* _DOCUMENT TEXT_
*-*-*

Professor John Newton, the national coordinator of the UK Coronavirus Testing Programme, said: “We were confident that good quality antibody tests would become available when they were needed.
“Last week, scientific experts at PHE Porton Down carried out an independent evaluation of the new Roche SARS-CoV-2 serology assay in record time, concluding that it is a highly specific assay with specificity of 100 per cent.
“This is a very positive development because such a highly specific antibody test is a very reliable marker of past infection. This in turn may indicate some immunity to future infection although the extent to which the presence of antibodies indicates immunity remains unclear.”
On Wednesday night, Jeremy Hunt, the chairman of the health select committee and a former Health Secretary, said: “This is potentially very exciting news for people who work in the NHS and care sector who have been most exposed to the virus.

*-*-*

* _SUPPLIED DATA_

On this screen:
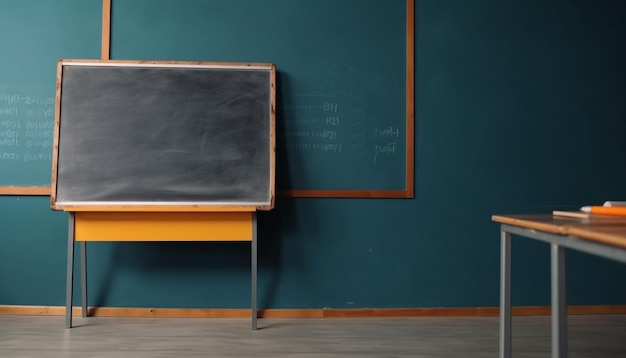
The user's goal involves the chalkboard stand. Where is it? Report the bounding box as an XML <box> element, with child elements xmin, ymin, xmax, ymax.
<box><xmin>65</xmin><ymin>208</ymin><xmax>258</xmax><ymax>330</ymax></box>
<box><xmin>50</xmin><ymin>60</ymin><xmax>276</xmax><ymax>329</ymax></box>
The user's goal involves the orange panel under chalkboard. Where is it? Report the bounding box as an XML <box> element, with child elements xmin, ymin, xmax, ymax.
<box><xmin>74</xmin><ymin>212</ymin><xmax>253</xmax><ymax>241</ymax></box>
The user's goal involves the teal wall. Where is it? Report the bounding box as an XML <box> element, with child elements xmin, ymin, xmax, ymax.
<box><xmin>0</xmin><ymin>0</ymin><xmax>626</xmax><ymax>308</ymax></box>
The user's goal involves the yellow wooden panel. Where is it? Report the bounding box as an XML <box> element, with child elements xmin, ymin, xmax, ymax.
<box><xmin>74</xmin><ymin>212</ymin><xmax>252</xmax><ymax>241</ymax></box>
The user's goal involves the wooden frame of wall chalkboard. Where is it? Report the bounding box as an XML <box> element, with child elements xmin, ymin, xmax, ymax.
<box><xmin>51</xmin><ymin>60</ymin><xmax>276</xmax><ymax>211</ymax></box>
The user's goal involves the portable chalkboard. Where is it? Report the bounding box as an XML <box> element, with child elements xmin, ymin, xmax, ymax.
<box><xmin>51</xmin><ymin>60</ymin><xmax>276</xmax><ymax>211</ymax></box>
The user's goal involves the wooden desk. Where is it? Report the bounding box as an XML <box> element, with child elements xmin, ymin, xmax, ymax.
<box><xmin>492</xmin><ymin>214</ymin><xmax>626</xmax><ymax>358</ymax></box>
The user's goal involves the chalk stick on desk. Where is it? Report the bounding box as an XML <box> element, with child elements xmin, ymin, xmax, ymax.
<box><xmin>602</xmin><ymin>201</ymin><xmax>626</xmax><ymax>208</ymax></box>
<box><xmin>552</xmin><ymin>210</ymin><xmax>591</xmax><ymax>219</ymax></box>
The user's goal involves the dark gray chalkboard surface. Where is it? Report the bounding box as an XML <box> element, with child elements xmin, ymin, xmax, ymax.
<box><xmin>51</xmin><ymin>60</ymin><xmax>275</xmax><ymax>210</ymax></box>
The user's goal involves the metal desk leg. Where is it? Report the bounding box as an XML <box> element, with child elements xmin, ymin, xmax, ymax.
<box><xmin>65</xmin><ymin>213</ymin><xmax>74</xmax><ymax>328</ymax></box>
<box><xmin>250</xmin><ymin>213</ymin><xmax>258</xmax><ymax>330</ymax></box>
<box><xmin>80</xmin><ymin>241</ymin><xmax>89</xmax><ymax>317</ymax></box>
<box><xmin>551</xmin><ymin>244</ymin><xmax>567</xmax><ymax>358</ymax></box>
<box><xmin>499</xmin><ymin>228</ymin><xmax>511</xmax><ymax>358</ymax></box>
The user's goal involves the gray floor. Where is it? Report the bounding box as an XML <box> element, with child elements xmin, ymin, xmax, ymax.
<box><xmin>0</xmin><ymin>315</ymin><xmax>626</xmax><ymax>358</ymax></box>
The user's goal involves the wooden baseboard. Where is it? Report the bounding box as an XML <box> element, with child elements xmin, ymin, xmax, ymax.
<box><xmin>0</xmin><ymin>305</ymin><xmax>626</xmax><ymax>318</ymax></box>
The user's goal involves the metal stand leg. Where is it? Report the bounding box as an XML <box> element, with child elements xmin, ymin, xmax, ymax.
<box><xmin>500</xmin><ymin>229</ymin><xmax>511</xmax><ymax>358</ymax></box>
<box><xmin>250</xmin><ymin>213</ymin><xmax>258</xmax><ymax>330</ymax></box>
<box><xmin>65</xmin><ymin>213</ymin><xmax>74</xmax><ymax>328</ymax></box>
<box><xmin>551</xmin><ymin>244</ymin><xmax>567</xmax><ymax>358</ymax></box>
<box><xmin>80</xmin><ymin>241</ymin><xmax>89</xmax><ymax>317</ymax></box>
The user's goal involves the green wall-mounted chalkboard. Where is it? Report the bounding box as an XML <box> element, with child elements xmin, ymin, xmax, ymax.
<box><xmin>0</xmin><ymin>0</ymin><xmax>102</xmax><ymax>192</ymax></box>
<box><xmin>111</xmin><ymin>0</ymin><xmax>414</xmax><ymax>197</ymax></box>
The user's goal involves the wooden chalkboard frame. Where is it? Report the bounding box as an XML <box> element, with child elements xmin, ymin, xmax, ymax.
<box><xmin>50</xmin><ymin>60</ymin><xmax>276</xmax><ymax>211</ymax></box>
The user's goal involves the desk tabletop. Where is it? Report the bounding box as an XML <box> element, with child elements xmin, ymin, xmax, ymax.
<box><xmin>491</xmin><ymin>214</ymin><xmax>626</xmax><ymax>249</ymax></box>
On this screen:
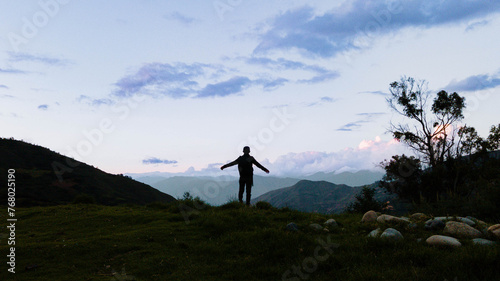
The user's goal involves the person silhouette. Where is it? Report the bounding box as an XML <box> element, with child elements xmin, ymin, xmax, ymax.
<box><xmin>220</xmin><ymin>146</ymin><xmax>269</xmax><ymax>206</ymax></box>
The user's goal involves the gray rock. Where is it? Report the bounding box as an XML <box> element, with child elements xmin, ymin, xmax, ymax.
<box><xmin>408</xmin><ymin>223</ymin><xmax>418</xmax><ymax>229</ymax></box>
<box><xmin>425</xmin><ymin>220</ymin><xmax>446</xmax><ymax>230</ymax></box>
<box><xmin>488</xmin><ymin>224</ymin><xmax>500</xmax><ymax>238</ymax></box>
<box><xmin>410</xmin><ymin>213</ymin><xmax>429</xmax><ymax>221</ymax></box>
<box><xmin>380</xmin><ymin>228</ymin><xmax>404</xmax><ymax>241</ymax></box>
<box><xmin>368</xmin><ymin>228</ymin><xmax>382</xmax><ymax>238</ymax></box>
<box><xmin>425</xmin><ymin>217</ymin><xmax>476</xmax><ymax>226</ymax></box>
<box><xmin>286</xmin><ymin>222</ymin><xmax>299</xmax><ymax>231</ymax></box>
<box><xmin>443</xmin><ymin>221</ymin><xmax>483</xmax><ymax>238</ymax></box>
<box><xmin>309</xmin><ymin>223</ymin><xmax>324</xmax><ymax>230</ymax></box>
<box><xmin>325</xmin><ymin>219</ymin><xmax>338</xmax><ymax>228</ymax></box>
<box><xmin>377</xmin><ymin>215</ymin><xmax>410</xmax><ymax>223</ymax></box>
<box><xmin>472</xmin><ymin>238</ymin><xmax>497</xmax><ymax>246</ymax></box>
<box><xmin>425</xmin><ymin>235</ymin><xmax>462</xmax><ymax>247</ymax></box>
<box><xmin>361</xmin><ymin>211</ymin><xmax>378</xmax><ymax>223</ymax></box>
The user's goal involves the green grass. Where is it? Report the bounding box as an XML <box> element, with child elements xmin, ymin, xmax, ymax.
<box><xmin>0</xmin><ymin>201</ymin><xmax>500</xmax><ymax>281</ymax></box>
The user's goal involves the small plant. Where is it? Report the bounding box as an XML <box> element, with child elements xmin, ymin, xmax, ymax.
<box><xmin>346</xmin><ymin>186</ymin><xmax>388</xmax><ymax>213</ymax></box>
<box><xmin>73</xmin><ymin>194</ymin><xmax>95</xmax><ymax>204</ymax></box>
<box><xmin>255</xmin><ymin>201</ymin><xmax>273</xmax><ymax>210</ymax></box>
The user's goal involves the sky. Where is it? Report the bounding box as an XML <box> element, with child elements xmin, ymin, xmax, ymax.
<box><xmin>0</xmin><ymin>0</ymin><xmax>500</xmax><ymax>176</ymax></box>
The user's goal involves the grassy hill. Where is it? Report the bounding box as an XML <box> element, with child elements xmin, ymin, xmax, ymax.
<box><xmin>151</xmin><ymin>175</ymin><xmax>299</xmax><ymax>205</ymax></box>
<box><xmin>253</xmin><ymin>180</ymin><xmax>388</xmax><ymax>214</ymax></box>
<box><xmin>0</xmin><ymin>200</ymin><xmax>500</xmax><ymax>281</ymax></box>
<box><xmin>0</xmin><ymin>139</ymin><xmax>175</xmax><ymax>206</ymax></box>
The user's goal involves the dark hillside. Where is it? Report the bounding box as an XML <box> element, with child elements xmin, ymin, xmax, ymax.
<box><xmin>0</xmin><ymin>139</ymin><xmax>175</xmax><ymax>206</ymax></box>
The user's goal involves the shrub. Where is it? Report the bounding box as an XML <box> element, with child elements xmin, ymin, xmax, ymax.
<box><xmin>255</xmin><ymin>201</ymin><xmax>273</xmax><ymax>210</ymax></box>
<box><xmin>73</xmin><ymin>193</ymin><xmax>95</xmax><ymax>204</ymax></box>
<box><xmin>346</xmin><ymin>186</ymin><xmax>385</xmax><ymax>213</ymax></box>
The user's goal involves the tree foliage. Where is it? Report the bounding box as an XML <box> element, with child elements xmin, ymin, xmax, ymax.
<box><xmin>387</xmin><ymin>77</ymin><xmax>465</xmax><ymax>167</ymax></box>
<box><xmin>346</xmin><ymin>186</ymin><xmax>386</xmax><ymax>213</ymax></box>
<box><xmin>381</xmin><ymin>77</ymin><xmax>500</xmax><ymax>210</ymax></box>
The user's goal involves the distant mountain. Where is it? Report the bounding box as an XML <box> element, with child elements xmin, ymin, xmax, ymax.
<box><xmin>134</xmin><ymin>170</ymin><xmax>384</xmax><ymax>205</ymax></box>
<box><xmin>150</xmin><ymin>175</ymin><xmax>299</xmax><ymax>205</ymax></box>
<box><xmin>252</xmin><ymin>180</ymin><xmax>389</xmax><ymax>214</ymax></box>
<box><xmin>0</xmin><ymin>139</ymin><xmax>175</xmax><ymax>207</ymax></box>
<box><xmin>304</xmin><ymin>170</ymin><xmax>384</xmax><ymax>186</ymax></box>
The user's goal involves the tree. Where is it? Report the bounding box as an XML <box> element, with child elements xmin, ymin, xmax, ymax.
<box><xmin>380</xmin><ymin>154</ymin><xmax>427</xmax><ymax>202</ymax></box>
<box><xmin>346</xmin><ymin>186</ymin><xmax>386</xmax><ymax>213</ymax></box>
<box><xmin>387</xmin><ymin>77</ymin><xmax>465</xmax><ymax>167</ymax></box>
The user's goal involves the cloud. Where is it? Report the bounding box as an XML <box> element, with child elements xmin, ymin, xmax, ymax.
<box><xmin>142</xmin><ymin>157</ymin><xmax>177</xmax><ymax>165</ymax></box>
<box><xmin>9</xmin><ymin>52</ymin><xmax>70</xmax><ymax>66</ymax></box>
<box><xmin>465</xmin><ymin>20</ymin><xmax>490</xmax><ymax>32</ymax></box>
<box><xmin>445</xmin><ymin>74</ymin><xmax>500</xmax><ymax>92</ymax></box>
<box><xmin>254</xmin><ymin>0</ymin><xmax>500</xmax><ymax>58</ymax></box>
<box><xmin>164</xmin><ymin>12</ymin><xmax>197</xmax><ymax>25</ymax></box>
<box><xmin>76</xmin><ymin>95</ymin><xmax>115</xmax><ymax>106</ymax></box>
<box><xmin>337</xmin><ymin>120</ymin><xmax>368</xmax><ymax>132</ymax></box>
<box><xmin>114</xmin><ymin>63</ymin><xmax>209</xmax><ymax>98</ymax></box>
<box><xmin>337</xmin><ymin>112</ymin><xmax>386</xmax><ymax>132</ymax></box>
<box><xmin>261</xmin><ymin>136</ymin><xmax>407</xmax><ymax>176</ymax></box>
<box><xmin>297</xmin><ymin>71</ymin><xmax>340</xmax><ymax>84</ymax></box>
<box><xmin>112</xmin><ymin>63</ymin><xmax>296</xmax><ymax>98</ymax></box>
<box><xmin>197</xmin><ymin>76</ymin><xmax>252</xmax><ymax>98</ymax></box>
<box><xmin>358</xmin><ymin>91</ymin><xmax>389</xmax><ymax>97</ymax></box>
<box><xmin>306</xmin><ymin>97</ymin><xmax>335</xmax><ymax>107</ymax></box>
<box><xmin>0</xmin><ymin>68</ymin><xmax>28</xmax><ymax>74</ymax></box>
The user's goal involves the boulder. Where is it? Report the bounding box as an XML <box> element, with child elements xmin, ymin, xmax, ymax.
<box><xmin>425</xmin><ymin>235</ymin><xmax>462</xmax><ymax>247</ymax></box>
<box><xmin>325</xmin><ymin>219</ymin><xmax>338</xmax><ymax>228</ymax></box>
<box><xmin>425</xmin><ymin>217</ymin><xmax>476</xmax><ymax>226</ymax></box>
<box><xmin>472</xmin><ymin>238</ymin><xmax>497</xmax><ymax>246</ymax></box>
<box><xmin>377</xmin><ymin>215</ymin><xmax>410</xmax><ymax>223</ymax></box>
<box><xmin>443</xmin><ymin>221</ymin><xmax>483</xmax><ymax>238</ymax></box>
<box><xmin>286</xmin><ymin>222</ymin><xmax>299</xmax><ymax>231</ymax></box>
<box><xmin>380</xmin><ymin>228</ymin><xmax>403</xmax><ymax>241</ymax></box>
<box><xmin>361</xmin><ymin>211</ymin><xmax>378</xmax><ymax>223</ymax></box>
<box><xmin>309</xmin><ymin>223</ymin><xmax>324</xmax><ymax>231</ymax></box>
<box><xmin>410</xmin><ymin>213</ymin><xmax>429</xmax><ymax>221</ymax></box>
<box><xmin>488</xmin><ymin>224</ymin><xmax>500</xmax><ymax>239</ymax></box>
<box><xmin>425</xmin><ymin>220</ymin><xmax>446</xmax><ymax>230</ymax></box>
<box><xmin>368</xmin><ymin>228</ymin><xmax>382</xmax><ymax>238</ymax></box>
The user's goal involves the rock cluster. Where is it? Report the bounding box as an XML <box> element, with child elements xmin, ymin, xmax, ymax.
<box><xmin>361</xmin><ymin>211</ymin><xmax>500</xmax><ymax>247</ymax></box>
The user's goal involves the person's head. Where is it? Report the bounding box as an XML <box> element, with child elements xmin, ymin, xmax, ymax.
<box><xmin>243</xmin><ymin>146</ymin><xmax>250</xmax><ymax>154</ymax></box>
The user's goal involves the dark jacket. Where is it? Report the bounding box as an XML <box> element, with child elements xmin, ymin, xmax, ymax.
<box><xmin>222</xmin><ymin>154</ymin><xmax>268</xmax><ymax>177</ymax></box>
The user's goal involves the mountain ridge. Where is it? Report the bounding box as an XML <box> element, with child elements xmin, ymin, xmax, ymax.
<box><xmin>0</xmin><ymin>138</ymin><xmax>175</xmax><ymax>207</ymax></box>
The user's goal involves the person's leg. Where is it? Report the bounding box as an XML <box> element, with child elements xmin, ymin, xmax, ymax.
<box><xmin>238</xmin><ymin>177</ymin><xmax>245</xmax><ymax>203</ymax></box>
<box><xmin>246</xmin><ymin>178</ymin><xmax>253</xmax><ymax>206</ymax></box>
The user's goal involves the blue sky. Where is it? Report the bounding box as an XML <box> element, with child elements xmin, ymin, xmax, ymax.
<box><xmin>0</xmin><ymin>0</ymin><xmax>500</xmax><ymax>175</ymax></box>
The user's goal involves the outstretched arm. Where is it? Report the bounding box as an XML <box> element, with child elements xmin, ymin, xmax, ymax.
<box><xmin>220</xmin><ymin>160</ymin><xmax>238</xmax><ymax>170</ymax></box>
<box><xmin>252</xmin><ymin>158</ymin><xmax>269</xmax><ymax>174</ymax></box>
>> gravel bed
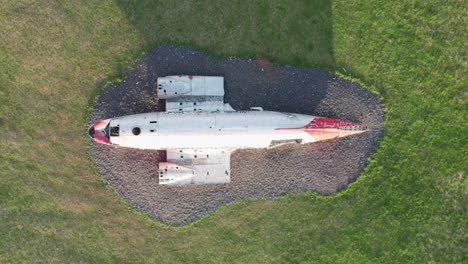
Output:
[88,45,383,226]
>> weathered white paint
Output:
[90,75,368,185]
[110,111,315,150]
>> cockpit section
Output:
[88,119,111,144]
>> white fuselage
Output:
[110,111,315,150]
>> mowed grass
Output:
[0,1,468,263]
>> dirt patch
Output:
[89,45,383,225]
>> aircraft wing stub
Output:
[159,149,232,185]
[157,75,238,112]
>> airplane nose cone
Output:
[88,124,94,139]
[88,119,111,144]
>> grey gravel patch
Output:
[88,45,383,226]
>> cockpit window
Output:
[110,126,120,137]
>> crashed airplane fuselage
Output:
[88,75,366,185]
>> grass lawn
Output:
[0,0,468,263]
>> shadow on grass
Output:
[115,0,335,70]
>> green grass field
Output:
[0,0,468,263]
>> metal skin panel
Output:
[88,75,366,185]
[159,149,231,185]
[110,111,315,150]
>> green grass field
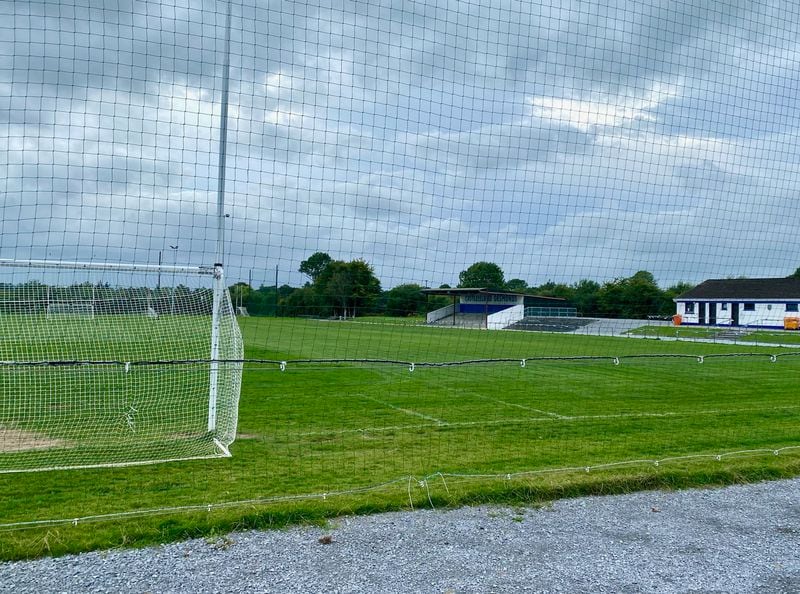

*-*-*

* _BRIEF_
Transcribe the passage of the antibody test article that begins with the words "Professor John Newton, the" and ends with "they were needed.".

* _RESPONSE AREA_
Professor John Newton, the national coordinator of the UK Coronavirus Testing Programme, said: “We were confident that good quality antibody tests would become available when they were needed.